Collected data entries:

------

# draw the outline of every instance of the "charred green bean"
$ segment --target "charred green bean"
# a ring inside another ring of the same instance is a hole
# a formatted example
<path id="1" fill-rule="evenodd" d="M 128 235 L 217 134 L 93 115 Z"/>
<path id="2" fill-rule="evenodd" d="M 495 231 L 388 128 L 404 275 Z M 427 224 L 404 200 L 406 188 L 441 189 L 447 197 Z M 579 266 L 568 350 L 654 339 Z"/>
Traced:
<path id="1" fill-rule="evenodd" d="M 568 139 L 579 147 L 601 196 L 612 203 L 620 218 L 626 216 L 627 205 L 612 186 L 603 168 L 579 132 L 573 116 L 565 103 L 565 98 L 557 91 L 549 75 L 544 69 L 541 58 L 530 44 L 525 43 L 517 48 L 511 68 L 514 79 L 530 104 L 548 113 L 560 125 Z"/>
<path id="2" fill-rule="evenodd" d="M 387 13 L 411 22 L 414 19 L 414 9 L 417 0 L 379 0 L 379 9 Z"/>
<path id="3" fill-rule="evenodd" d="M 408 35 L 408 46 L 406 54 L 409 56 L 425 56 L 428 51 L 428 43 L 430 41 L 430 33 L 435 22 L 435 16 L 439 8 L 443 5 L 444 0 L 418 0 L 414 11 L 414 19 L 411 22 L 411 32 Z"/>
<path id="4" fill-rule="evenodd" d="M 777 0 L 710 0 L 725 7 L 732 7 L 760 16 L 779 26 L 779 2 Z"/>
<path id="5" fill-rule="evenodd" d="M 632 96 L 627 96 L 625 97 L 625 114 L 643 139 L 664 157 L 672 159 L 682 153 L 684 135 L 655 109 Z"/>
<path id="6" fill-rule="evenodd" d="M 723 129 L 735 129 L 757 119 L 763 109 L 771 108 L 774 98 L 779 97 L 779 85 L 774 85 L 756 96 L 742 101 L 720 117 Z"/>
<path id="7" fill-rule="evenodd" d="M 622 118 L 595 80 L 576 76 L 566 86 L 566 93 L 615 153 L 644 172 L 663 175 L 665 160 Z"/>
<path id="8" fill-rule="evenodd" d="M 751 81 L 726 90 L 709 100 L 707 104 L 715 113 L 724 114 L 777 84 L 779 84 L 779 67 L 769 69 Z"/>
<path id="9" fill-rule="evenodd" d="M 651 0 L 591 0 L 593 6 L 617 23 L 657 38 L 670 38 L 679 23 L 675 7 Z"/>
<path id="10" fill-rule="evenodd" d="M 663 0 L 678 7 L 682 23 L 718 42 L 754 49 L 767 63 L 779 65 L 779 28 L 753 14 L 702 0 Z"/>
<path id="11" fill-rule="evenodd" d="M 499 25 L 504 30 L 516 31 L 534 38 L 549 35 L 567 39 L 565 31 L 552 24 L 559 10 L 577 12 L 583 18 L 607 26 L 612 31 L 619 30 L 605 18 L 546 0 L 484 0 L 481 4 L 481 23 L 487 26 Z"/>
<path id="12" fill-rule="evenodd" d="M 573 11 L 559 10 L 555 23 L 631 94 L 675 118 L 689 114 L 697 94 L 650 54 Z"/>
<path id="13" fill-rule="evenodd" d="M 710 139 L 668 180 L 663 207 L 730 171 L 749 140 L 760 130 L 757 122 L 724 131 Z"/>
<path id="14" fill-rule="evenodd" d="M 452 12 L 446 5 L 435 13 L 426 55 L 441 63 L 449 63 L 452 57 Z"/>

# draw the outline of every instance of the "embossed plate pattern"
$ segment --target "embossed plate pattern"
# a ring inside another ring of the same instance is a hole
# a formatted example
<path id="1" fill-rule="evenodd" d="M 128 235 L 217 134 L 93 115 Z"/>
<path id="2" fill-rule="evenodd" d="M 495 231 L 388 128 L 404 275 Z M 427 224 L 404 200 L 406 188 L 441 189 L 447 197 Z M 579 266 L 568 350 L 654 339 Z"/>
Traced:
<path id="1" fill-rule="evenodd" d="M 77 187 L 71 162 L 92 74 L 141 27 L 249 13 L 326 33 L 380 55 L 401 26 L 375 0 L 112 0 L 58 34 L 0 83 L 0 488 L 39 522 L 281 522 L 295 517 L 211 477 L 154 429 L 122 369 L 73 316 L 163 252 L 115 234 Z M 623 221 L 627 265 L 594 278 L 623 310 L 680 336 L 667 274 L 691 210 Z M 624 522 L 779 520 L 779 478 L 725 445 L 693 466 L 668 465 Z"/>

------

The request => Please write out every line of the data above, keeping each character unchanged.

The answer =>
# draw the outline of every instance of the "charred green bean"
$ segment --target "charred green bean"
# a ring inside another ring of the same instance is a hole
# a formatted example
<path id="1" fill-rule="evenodd" d="M 128 235 L 217 134 L 93 115 Z"/>
<path id="2" fill-rule="evenodd" d="M 495 231 L 388 128 L 404 275 Z M 427 224 L 404 200 L 406 188 L 441 189 L 447 197 Z M 579 266 L 568 350 L 654 339 Z"/>
Traced:
<path id="1" fill-rule="evenodd" d="M 568 139 L 579 147 L 601 196 L 612 203 L 620 218 L 626 216 L 627 205 L 612 186 L 603 168 L 579 132 L 573 116 L 565 103 L 565 98 L 557 91 L 549 75 L 544 69 L 541 58 L 530 44 L 525 43 L 517 48 L 511 68 L 514 79 L 530 104 L 548 113 L 560 125 Z"/>
<path id="2" fill-rule="evenodd" d="M 387 13 L 411 22 L 414 19 L 414 9 L 417 0 L 379 0 L 379 9 Z"/>
<path id="3" fill-rule="evenodd" d="M 408 35 L 408 46 L 406 54 L 409 56 L 425 56 L 428 51 L 428 43 L 430 41 L 430 33 L 435 22 L 435 16 L 439 8 L 443 5 L 444 0 L 418 0 L 414 11 L 414 19 L 411 22 L 411 32 Z"/>
<path id="4" fill-rule="evenodd" d="M 777 0 L 710 0 L 725 7 L 732 7 L 760 16 L 779 26 L 779 2 Z"/>
<path id="5" fill-rule="evenodd" d="M 632 96 L 627 96 L 625 97 L 625 114 L 643 139 L 664 157 L 672 159 L 682 153 L 684 135 L 655 109 Z"/>
<path id="6" fill-rule="evenodd" d="M 723 129 L 735 129 L 757 119 L 763 109 L 771 108 L 774 98 L 779 97 L 779 85 L 774 85 L 756 96 L 742 101 L 720 117 Z"/>
<path id="7" fill-rule="evenodd" d="M 622 118 L 595 80 L 576 76 L 566 86 L 566 93 L 615 153 L 644 172 L 663 175 L 665 160 Z"/>
<path id="8" fill-rule="evenodd" d="M 751 81 L 726 90 L 709 100 L 707 104 L 715 113 L 724 114 L 777 84 L 779 84 L 779 67 L 769 69 Z"/>
<path id="9" fill-rule="evenodd" d="M 651 0 L 591 0 L 593 6 L 617 23 L 657 38 L 670 38 L 679 23 L 675 7 Z"/>
<path id="10" fill-rule="evenodd" d="M 663 0 L 678 7 L 682 23 L 718 42 L 754 49 L 767 63 L 779 65 L 779 28 L 753 14 L 702 0 Z"/>
<path id="11" fill-rule="evenodd" d="M 499 25 L 504 30 L 516 31 L 534 38 L 549 35 L 567 39 L 565 31 L 552 24 L 559 10 L 577 12 L 583 18 L 607 26 L 612 31 L 619 30 L 605 18 L 546 0 L 484 0 L 481 4 L 481 23 L 487 26 Z"/>
<path id="12" fill-rule="evenodd" d="M 573 11 L 559 10 L 555 23 L 631 94 L 675 118 L 689 114 L 697 94 L 650 54 Z"/>
<path id="13" fill-rule="evenodd" d="M 710 139 L 668 180 L 663 207 L 730 171 L 749 140 L 760 130 L 757 122 L 724 131 Z"/>
<path id="14" fill-rule="evenodd" d="M 452 12 L 446 5 L 435 13 L 426 55 L 441 63 L 449 63 L 452 57 Z"/>

# draw the outline of every instance of the "embossed plate pattern"
$ segment --target "embossed plate pattern"
# a ring inside another ring of the same instance is a hole
# a formatted example
<path id="1" fill-rule="evenodd" d="M 128 235 L 217 134 L 93 115 Z"/>
<path id="2" fill-rule="evenodd" d="M 495 231 L 388 128 L 404 275 Z M 427 224 L 404 200 L 406 188 L 441 189 L 447 197 Z M 579 266 L 568 350 L 654 339 Z"/>
Traced:
<path id="1" fill-rule="evenodd" d="M 77 187 L 71 162 L 92 74 L 141 27 L 249 13 L 326 33 L 380 55 L 401 26 L 375 0 L 112 0 L 58 34 L 0 83 L 0 488 L 39 522 L 281 522 L 295 517 L 211 477 L 154 429 L 122 369 L 73 316 L 163 252 L 115 234 Z M 623 221 L 627 265 L 594 278 L 623 310 L 680 336 L 667 274 L 691 210 Z M 624 522 L 779 520 L 779 478 L 725 445 L 693 466 L 668 465 Z"/>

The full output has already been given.